**KURZE AUFGABE 1**
Beantworte anhand des Textauszugs über Antonius Margarita:
(a) Gegen wen hat Antonius Margarita geschrieben?
(b) Welches Kapitel welches biblischen Buches soll verstümmelt worden sein?
(c) Welche zwei Textfassungen lesen die Stelle laut Text als Negation?
**KURZE AUFGABE 2**
Nenne jede Bezeichnung eines hebräischen Schriftzeichens, die im Textauszug über Antonius Margarita vorkommt, jede nur einmal.
**KURZE AUFGABE 3**
Schreibe, was im Textauszug über Antonius Margarita auf den letzten Satz folgt.

**VORLIEGENDER TEXTAUSZUG**

= = = = =

ANTONIUS MARGARITA hat gegen die Juden geschrieben, aber ach, wie schludert er in Worten, Personen, eigentlich feststehenden Dingen!
Er behauptet, der Text Jesaja Kapitel 63 sei von den Juden verstümmelt worden, die statt »lo« (lamed-waw-cholem) »lo« (lamed-aleph-cholem) gesetzt hätten: und so behauptet er, es müsse als Bejahung gelesen werden, was unsere Bibel und die Septuaginta fälschlich als Negation lesen. Es ist nicht gut, wenn Katechumenen und Neubekehrte Bücher schreiben, die nicht sorgfältig überprüft werden.

= = = = =

**AUSZÜGE DER DATENSÄTZE**
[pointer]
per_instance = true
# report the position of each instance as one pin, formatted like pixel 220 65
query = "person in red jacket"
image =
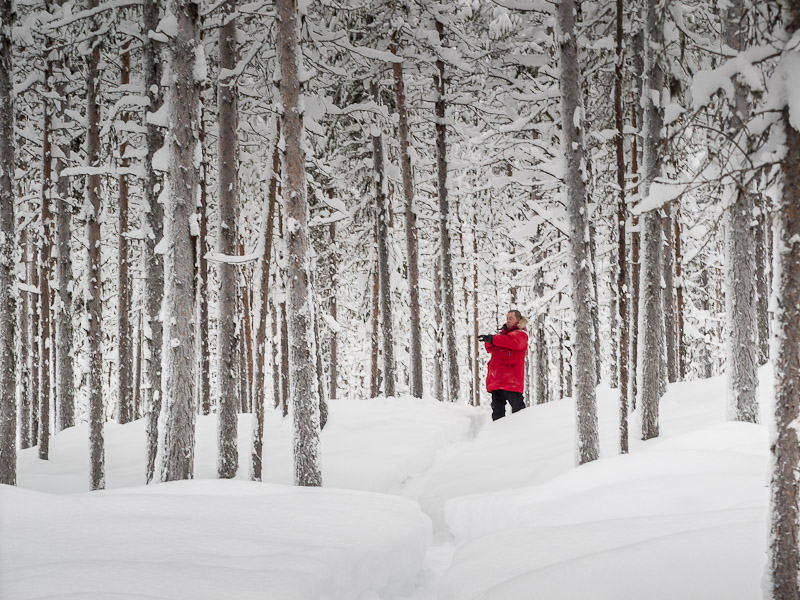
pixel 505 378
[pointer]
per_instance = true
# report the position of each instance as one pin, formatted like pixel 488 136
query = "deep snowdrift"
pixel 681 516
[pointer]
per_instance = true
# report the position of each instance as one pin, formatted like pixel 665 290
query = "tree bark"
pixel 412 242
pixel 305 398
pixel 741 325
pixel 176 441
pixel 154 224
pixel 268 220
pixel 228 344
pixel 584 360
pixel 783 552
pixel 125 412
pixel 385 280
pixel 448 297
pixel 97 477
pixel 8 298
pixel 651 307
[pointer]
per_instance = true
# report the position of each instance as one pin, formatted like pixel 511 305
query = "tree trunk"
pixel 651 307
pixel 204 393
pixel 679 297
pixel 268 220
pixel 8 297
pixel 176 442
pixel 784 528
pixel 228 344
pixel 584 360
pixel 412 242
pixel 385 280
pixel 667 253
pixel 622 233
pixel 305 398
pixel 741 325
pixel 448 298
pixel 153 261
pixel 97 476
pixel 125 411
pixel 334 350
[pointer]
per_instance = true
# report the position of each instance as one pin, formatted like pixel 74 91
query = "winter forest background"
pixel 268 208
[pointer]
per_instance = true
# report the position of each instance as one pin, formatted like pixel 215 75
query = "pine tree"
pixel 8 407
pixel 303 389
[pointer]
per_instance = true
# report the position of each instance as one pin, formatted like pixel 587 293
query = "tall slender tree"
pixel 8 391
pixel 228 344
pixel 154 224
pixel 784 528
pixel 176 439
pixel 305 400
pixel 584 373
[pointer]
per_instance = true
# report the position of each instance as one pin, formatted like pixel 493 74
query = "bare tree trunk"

= = = = =

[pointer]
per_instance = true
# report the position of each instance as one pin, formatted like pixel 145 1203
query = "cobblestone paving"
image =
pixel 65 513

= = = = =

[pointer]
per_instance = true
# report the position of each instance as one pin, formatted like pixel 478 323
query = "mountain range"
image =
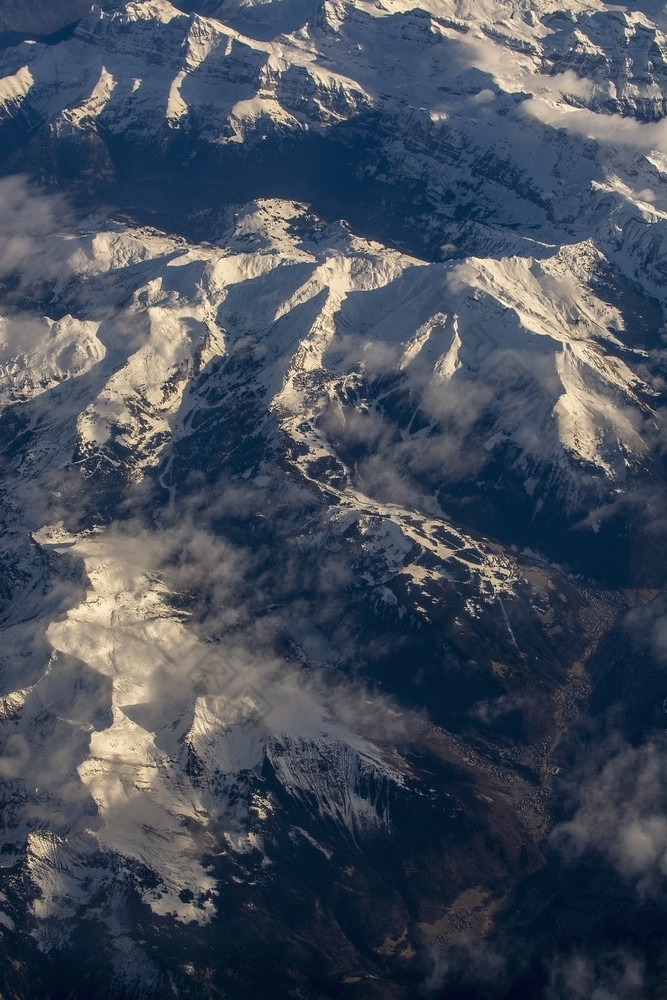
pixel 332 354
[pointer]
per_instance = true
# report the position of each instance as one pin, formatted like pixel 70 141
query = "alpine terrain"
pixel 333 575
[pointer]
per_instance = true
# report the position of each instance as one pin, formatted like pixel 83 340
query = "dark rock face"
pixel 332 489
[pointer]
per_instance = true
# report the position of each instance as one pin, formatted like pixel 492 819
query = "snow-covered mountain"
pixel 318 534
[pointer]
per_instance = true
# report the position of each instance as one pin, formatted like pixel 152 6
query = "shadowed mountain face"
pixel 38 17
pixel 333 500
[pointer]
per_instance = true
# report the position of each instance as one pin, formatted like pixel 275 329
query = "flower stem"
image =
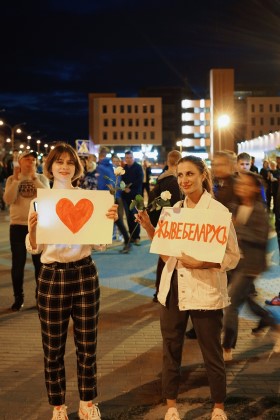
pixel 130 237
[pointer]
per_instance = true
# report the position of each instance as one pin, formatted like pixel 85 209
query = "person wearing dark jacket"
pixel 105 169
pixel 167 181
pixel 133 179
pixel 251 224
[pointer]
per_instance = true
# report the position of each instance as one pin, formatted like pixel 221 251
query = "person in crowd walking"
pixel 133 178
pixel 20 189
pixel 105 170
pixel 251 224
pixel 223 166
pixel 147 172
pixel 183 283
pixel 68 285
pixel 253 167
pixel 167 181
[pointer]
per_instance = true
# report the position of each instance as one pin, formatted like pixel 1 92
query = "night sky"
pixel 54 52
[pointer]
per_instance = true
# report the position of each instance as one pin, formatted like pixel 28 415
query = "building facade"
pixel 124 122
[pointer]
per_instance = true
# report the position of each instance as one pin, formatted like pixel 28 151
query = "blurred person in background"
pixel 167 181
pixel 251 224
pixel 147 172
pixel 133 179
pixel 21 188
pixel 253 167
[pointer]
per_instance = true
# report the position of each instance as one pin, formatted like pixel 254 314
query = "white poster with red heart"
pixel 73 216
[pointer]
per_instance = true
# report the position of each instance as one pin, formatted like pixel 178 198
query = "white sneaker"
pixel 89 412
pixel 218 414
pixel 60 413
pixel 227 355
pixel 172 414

= = = = =

**ERWARTETE ANTWORT 1**
(a) Gegen die Juden.
(b) Jesaja Kapitel 63.
(c) Unsere Bibel und die Septuaginta.

**ERWARTETE ANTWORT 2**
Lamed, Waw, Cholem, Aleph

**ERWARTETE ANTWORT 3**
In der Jahresmitte hat mich der Kardinal von Trient in sieben Briefen zu sich gerufen. Zu Weihnachten stimmte ich ihm zu. Er bietet sechshundert Gulden aus der bischöflichen Kammer und etwas aus dem Budget des Weihbischofs und der Vikars. Die Diözese ist klein, hat nur achtzig Kirchen und drei Prälaturen. Zwanzig Gulden würde ich mitbringen; das andere müßte ich nach bayerischem Recht zurücklassen. Ich bin bis jetzt noch am Überlegen. Wenn ich hier bleibe und die Pest käme, habe ich beschlossen, Deutschland nicht zu verlassen, sondern in den mir teuren schwäbischen Klöstern Zuflucht zu suchen.

Dieser Brief soll auch dem hochwürdigen Herrn Abt mitgeteilt werden, dem ich mich empfehle.